Source records:
• • • • • • •
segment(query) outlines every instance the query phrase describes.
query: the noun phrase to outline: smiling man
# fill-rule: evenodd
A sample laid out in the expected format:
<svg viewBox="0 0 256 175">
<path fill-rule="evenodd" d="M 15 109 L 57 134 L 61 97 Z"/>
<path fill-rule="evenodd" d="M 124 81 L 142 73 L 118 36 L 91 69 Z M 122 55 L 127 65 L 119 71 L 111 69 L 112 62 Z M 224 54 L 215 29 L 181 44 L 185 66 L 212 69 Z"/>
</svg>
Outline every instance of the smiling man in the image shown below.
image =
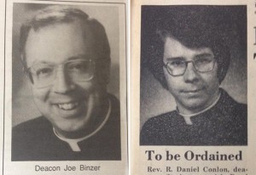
• • • • • • •
[STATED TASK]
Retype the lines of the source records above exactly as they appear, leaving out the pictures.

[COMPLETE RESPONSE]
segment(query) outlines every instance the query phrase describes.
query: the noun phrase to outline: smiling man
# fill-rule: evenodd
A sample laid out in the expected format:
<svg viewBox="0 0 256 175">
<path fill-rule="evenodd" d="M 15 109 L 57 134 L 61 97 Z"/>
<path fill-rule="evenodd" d="M 124 81 L 142 73 L 118 36 L 91 69 Z M 122 55 L 127 65 L 119 71 L 111 69 L 112 62 Z M 224 54 L 215 29 L 181 44 L 185 66 L 212 69 Z"/>
</svg>
Outline every instance of the smiling man in the image shown below.
image =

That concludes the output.